KUTIPAN TEKS
+ + + + +
Sore yang mendung dengan rinai hujan
membasahi jalanan menuju rumah tua itu. Hampir setengah jam aku melangkah
menyusuri lorong-lorong kota untuk mencari rumah berpenghuji pasangan sepuh. Oma, sapaan orang-orang sekitar
terhadap ibu Maryani, wanita berdarah Tinghoa itu yang hidup berkeluarga dengan
Opa Hendrik yang sudah mencapai emas pernikahan. Obrolan kami di teras rumah
semakin menunjukkan keakraban yang luar biasa. Sesekali mereka bercanda
mengenang masa-masa lalu yang penuh romantis. Ketika muda, Maryani dan Hendrik
selalu meluangkan waktu untuk berlibur bersama ke tempat-tempat ternama di
hampir seluruh dunia. Apa yang mereka lakukan tidak lain adalah upaya untuk
mempertahankan cinta suci perkawinan yang telah mereka ikrarkan di altar suci.
+ + + + +
DAFTAR TUGAS
**1)** Menurut kutipan, berapa lama tokoh aku melangkah menyusuri lorong-lorong kota?
**2)** Tuliskan ulang bagian kutipan di antara "Sore yang mendung" dan "di altar suci.", termasuk kedua batas itu.
Data ini diambil dari sumber lain.

[Data set mengenai lokasi objek]
+ + + + +
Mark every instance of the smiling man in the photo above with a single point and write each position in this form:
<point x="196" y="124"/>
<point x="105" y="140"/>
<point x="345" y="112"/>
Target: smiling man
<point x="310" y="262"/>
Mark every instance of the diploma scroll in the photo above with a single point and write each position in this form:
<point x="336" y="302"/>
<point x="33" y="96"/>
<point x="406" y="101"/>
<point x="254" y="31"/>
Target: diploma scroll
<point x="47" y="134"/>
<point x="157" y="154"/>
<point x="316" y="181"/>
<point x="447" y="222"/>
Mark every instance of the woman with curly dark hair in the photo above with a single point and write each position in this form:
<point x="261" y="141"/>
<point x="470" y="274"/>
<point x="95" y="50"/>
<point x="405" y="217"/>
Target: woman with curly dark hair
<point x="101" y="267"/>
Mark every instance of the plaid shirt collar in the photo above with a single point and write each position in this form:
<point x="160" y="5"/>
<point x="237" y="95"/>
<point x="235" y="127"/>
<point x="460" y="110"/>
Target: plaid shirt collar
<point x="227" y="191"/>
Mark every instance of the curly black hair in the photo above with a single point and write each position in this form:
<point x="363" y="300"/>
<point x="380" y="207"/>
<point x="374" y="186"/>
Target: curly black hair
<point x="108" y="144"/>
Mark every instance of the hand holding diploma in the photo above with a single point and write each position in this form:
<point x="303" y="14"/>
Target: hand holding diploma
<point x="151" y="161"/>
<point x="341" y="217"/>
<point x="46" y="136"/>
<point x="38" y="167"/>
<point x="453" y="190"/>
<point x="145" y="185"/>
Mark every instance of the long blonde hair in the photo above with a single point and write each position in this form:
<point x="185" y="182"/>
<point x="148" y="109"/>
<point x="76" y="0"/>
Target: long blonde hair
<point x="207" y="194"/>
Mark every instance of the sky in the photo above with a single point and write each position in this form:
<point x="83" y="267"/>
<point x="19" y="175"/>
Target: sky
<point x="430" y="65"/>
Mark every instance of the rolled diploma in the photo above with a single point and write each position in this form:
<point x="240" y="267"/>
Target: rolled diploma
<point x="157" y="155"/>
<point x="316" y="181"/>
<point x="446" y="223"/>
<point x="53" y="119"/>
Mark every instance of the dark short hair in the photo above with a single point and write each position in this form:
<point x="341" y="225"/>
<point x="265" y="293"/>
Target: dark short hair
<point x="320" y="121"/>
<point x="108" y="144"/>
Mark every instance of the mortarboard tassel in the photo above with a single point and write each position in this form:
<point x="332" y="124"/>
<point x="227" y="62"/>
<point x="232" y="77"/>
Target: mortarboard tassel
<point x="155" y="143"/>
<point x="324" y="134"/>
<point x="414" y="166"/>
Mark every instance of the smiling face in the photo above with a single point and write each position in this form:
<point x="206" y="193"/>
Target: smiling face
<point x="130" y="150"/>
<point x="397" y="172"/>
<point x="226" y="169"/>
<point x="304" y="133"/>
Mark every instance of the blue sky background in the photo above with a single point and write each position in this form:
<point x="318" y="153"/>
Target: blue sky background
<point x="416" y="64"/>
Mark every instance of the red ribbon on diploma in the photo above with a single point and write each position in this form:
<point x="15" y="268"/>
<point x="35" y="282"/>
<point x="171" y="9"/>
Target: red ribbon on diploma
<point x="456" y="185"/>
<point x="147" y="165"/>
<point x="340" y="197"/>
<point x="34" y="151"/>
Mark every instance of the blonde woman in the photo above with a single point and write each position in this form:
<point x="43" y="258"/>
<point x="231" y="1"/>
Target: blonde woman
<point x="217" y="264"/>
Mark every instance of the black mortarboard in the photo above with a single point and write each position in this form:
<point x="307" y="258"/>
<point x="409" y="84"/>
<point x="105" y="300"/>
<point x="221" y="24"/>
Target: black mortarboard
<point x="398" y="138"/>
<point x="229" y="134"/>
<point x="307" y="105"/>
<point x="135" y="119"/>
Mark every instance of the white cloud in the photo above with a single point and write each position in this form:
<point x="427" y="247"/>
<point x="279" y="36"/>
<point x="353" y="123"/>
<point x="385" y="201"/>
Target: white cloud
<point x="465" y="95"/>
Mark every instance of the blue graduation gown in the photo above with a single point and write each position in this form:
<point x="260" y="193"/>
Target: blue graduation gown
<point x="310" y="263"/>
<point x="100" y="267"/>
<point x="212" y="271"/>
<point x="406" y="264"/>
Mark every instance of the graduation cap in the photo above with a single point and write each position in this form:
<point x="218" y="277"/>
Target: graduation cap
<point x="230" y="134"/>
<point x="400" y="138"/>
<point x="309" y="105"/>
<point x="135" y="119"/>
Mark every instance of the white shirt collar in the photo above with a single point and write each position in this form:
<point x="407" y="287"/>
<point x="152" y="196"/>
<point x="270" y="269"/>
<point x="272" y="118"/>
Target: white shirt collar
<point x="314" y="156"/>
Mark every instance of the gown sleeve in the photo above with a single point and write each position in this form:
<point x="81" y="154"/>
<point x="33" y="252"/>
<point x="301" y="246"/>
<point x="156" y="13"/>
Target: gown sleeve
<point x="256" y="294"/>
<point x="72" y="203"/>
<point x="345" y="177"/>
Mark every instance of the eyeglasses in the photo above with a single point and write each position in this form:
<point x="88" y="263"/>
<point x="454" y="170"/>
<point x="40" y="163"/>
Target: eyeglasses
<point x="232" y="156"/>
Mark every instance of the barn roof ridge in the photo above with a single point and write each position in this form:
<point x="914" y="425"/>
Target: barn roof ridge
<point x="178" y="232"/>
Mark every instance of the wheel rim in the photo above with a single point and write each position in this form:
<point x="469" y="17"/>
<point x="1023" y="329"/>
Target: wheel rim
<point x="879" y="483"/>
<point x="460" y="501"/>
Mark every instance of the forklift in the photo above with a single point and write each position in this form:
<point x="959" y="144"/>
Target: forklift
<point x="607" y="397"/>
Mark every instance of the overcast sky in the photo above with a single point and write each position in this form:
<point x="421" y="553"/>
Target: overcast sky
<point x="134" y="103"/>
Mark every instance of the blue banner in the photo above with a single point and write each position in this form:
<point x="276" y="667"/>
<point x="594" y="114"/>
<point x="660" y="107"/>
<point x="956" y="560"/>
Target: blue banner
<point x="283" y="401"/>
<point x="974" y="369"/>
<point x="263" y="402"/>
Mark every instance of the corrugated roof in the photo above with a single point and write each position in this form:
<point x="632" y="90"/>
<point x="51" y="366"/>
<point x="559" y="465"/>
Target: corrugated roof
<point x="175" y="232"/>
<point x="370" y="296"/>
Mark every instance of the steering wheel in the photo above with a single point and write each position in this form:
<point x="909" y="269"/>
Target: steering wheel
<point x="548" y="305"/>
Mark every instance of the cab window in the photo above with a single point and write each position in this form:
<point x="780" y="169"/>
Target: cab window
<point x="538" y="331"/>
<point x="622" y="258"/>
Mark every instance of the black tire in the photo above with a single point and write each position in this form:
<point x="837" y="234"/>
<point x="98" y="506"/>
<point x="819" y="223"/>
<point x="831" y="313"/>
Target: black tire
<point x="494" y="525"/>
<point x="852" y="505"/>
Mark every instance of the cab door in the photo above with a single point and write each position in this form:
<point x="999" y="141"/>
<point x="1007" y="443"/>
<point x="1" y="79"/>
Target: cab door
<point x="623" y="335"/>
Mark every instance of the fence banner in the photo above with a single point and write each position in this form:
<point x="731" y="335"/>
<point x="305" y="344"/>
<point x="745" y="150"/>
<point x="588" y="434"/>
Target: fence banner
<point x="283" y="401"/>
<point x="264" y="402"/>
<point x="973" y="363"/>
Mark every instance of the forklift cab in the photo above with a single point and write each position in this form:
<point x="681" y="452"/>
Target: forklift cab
+ + + + +
PEMBAHASAN JAWABAN
**1)** Hampir setengah jam.

**2)**
Sore yang mendung dengan rinai hujan
membasahi jalanan menuju rumah tua itu. Hampir setengah jam aku melangkah
menyusuri lorong-lorong kota untuk mencari rumah berpenghuji pasangan sepuh. Oma, sapaan orang-orang sekitar
terhadap ibu Maryani, wanita berdarah Tinghoa itu yang hidup berkeluarga dengan
Opa Hendrik yang sudah mencapai emas pernikahan. Obrolan kami di teras rumah
semakin menunjukkan keakraban yang luar biasa. Sesekali mereka bercanda
mengenang masa-masa lalu yang penuh romantis. Ketika muda, Maryani dan Hendrik
selalu meluangkan waktu untuk berlibur bersama ke tempat-tempat ternama di
hampir seluruh dunia. Apa yang mereka lakukan tidak lain adalah upaya untuk
mempertahankan cinta suci perkawinan yang telah mereka ikrarkan di altar suci.